Document text:
>>>>>
Advertisement

There is life after permadeath

Started by July 21, 2006 03:41 AM
18 comments, last by Dunam 18 years, 6 months ago
Quote:
Original post by UknowsI
Quote:
Original post by Coz
I don't remember what the name is, but, there is an star wars MMORPG where *very* few players can have the option to create a character that can become a Jedi after doing a lot of advancement with another character; however after you become a Jedi, even thought you gain amazing powers(supposedly a Jedi can beat 7 characters of the same level in a 7 vs. 1 fight) if you do die, you permanetly become a 'blue thingie', some sort of ghost, that can only chat with other players.

Star Wars Galaxies?

Anyway, with reincarnation and the likes it just sounds like a fancy way of saying that you get a penelty when you die. It would be just the same in teory as giving an XP penalty or skill penalty, just that you have to change name and apperance aswell. Of course there are a few minor differences aswell, but I don't think the consequenes will be that much different.


Well yes, that's what it is. It IS a fancy way of saying you get a penalty when you die.

Except rather than leaving it as a gimmick, I go one step further and say you also design the game around the fact that you will die. Fournicolas said it:
Quote:
Original post by Fournicolas"the best solution is to let the character know for a fact that the character is going to die ANYWAY."

So rather than just leaving it at that death you get a short summary of that characters life edged on a tombstone in your personal or in the city graveyard.
And you may depend on dying to get certain quests or items.

So it's not just a deeper penalty, it also offers a new advantage.

Class idea:

Necromancer:
Not the best character to play as a first, but good if you have a good collection of ancestors. Each level you can choose one ancestor and depending on that ancestor's summary you receive a spell that.

So then Belly the Smithy-Soldier and Fizbin the ice-wizard are your ancestors.
At level 2 you unlock Fizbin and get a frost spell that deals 2 cold damage in an area
At level 3 you unlock Belly and get a spell that can turn metals into random weapons

It would be interesting to tie each class in some way to their ancestors. Priests / necromancers are obvious in communicating with the spiritual world, but if all warriors are shamanistic they too may gain bonuses here and there.

In this way, each time you die, your playtime from last death until that time is recorded and forever resonates during your game.
An idea I have played around with is an (MMO)RPG that is based around the player's family, and NPC followers.

Player starts a new character, and he is the last member of a family. No living relatives, and now landless, but you get to pick family traits. The player can pick from different options like coming from a family of wealthy traders/farmers (giving you bonus skills in dealing with trade and managing land, also bonus starting cash) or a long line of famed warrirors (bonus to player's fighting skills)

Long line of famed Generals (bonus to gathering NPC followers and commanding them in battle) or other similar traits (would take a while to balance the starting) to give different things, like better armour to start with, a better weapon or armour, a little extra gold, maybe a horse, or a few retainers. (I am designing the game to be a little more 'real' basically a sword is a sword. Sure, you can get a cheap one that is harder to use, or a really expensive one that becomes an extension of your arm, but you aren't going to be getting a 'better' weapon twice a day as you play the game, switching weapons would be rather rare)


Your main character will age, and eventually die of something (if he doesn't get a knife in the back before then) so you'll want to arrange for an heir somehow. Either by joining another, older player, joining up with an NPC house, or buying some land and founding your own house. Find some NPC (if you are just starting you, it is likely to be a commoner. Or you can join a different house and do enough favors for them that they'll allow you to marry a daughter. May also be able to adopt someone that isn't actually of your bloodline as your heir) and start a bloodline.
<<<<<
Problem description:
In the forum thread on permadeath, what spell does the Necromancer get by unlocking Fizbin at level 2? The lines after this point are separate material, unrelated to the forum thread.

Data shown:
>>>>>
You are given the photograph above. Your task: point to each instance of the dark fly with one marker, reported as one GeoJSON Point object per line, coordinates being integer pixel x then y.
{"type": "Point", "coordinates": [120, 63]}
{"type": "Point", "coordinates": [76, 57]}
<<<<<
Exercise result:
A frost spell that deals 2 cold damage in an area.